Written task: Arrange the lines of the records from their first line through the line containing "[322,195,327,232]" as a numbered list, leaving out any blank lines.

Task material:
+--

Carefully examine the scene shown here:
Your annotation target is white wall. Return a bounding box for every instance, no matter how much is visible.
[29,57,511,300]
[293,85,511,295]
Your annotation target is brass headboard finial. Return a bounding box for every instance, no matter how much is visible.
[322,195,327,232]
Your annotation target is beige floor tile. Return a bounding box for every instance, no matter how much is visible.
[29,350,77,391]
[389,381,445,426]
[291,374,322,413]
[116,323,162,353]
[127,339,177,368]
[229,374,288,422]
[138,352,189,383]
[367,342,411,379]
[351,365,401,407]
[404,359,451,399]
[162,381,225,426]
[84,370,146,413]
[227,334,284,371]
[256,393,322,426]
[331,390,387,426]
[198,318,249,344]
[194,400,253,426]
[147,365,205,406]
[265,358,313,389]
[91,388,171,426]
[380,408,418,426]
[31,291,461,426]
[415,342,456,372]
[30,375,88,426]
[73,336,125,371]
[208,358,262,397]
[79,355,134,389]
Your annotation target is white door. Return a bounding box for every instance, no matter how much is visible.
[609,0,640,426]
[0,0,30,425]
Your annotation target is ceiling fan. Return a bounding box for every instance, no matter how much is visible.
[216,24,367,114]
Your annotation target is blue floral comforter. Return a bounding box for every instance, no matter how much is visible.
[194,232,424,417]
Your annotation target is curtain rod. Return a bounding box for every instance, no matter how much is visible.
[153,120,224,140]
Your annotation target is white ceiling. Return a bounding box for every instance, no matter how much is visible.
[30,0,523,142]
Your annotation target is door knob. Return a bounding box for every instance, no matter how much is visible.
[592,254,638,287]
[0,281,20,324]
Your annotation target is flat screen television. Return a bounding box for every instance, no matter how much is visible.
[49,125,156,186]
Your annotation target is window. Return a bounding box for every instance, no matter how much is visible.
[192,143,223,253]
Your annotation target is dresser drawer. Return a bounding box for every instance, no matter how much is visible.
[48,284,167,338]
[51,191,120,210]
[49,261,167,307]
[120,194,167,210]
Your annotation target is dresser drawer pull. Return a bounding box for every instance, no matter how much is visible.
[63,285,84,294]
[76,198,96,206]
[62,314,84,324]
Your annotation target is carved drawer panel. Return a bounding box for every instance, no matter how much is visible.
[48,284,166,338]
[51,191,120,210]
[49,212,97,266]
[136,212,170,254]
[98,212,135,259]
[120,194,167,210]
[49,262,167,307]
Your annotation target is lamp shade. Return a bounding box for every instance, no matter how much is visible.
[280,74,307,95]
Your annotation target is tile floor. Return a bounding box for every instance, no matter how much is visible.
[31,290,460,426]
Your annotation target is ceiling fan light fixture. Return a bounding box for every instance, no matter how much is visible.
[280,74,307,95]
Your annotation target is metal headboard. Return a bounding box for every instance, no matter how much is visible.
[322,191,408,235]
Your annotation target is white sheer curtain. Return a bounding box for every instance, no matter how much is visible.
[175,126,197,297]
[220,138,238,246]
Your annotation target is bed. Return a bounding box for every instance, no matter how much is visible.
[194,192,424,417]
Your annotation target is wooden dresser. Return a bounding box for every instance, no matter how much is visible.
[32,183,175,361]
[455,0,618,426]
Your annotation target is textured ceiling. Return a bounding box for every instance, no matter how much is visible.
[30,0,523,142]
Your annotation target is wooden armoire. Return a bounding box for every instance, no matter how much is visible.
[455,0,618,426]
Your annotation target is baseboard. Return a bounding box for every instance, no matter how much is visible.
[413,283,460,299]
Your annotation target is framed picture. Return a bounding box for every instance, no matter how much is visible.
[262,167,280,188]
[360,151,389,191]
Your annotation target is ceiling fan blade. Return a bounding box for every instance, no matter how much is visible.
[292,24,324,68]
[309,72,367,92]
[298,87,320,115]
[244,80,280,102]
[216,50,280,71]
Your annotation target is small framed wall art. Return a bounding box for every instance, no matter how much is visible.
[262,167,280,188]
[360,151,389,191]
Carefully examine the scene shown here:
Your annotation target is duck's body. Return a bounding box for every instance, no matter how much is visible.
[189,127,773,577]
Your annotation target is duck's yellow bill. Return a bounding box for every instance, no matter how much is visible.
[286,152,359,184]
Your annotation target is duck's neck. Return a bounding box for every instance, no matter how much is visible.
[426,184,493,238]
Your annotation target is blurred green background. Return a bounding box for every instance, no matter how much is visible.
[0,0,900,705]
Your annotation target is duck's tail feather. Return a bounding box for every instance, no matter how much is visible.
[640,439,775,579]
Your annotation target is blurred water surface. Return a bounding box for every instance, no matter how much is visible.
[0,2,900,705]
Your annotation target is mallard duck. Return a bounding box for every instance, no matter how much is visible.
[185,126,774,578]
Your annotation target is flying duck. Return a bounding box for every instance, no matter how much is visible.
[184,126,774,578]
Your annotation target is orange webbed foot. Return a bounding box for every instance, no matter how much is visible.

+--

Exercise solution:
1. Carefully examine the scene shown here:
2. Your annotation target is white wall. Return a bounding box for every instance, no matter how much is visible.
3. [29,57,511,300]
4. [293,85,511,295]
5. Your annotation target is brass headboard finial. Return a bounding box for every instance, no matter how much is visible.
6. [322,195,327,232]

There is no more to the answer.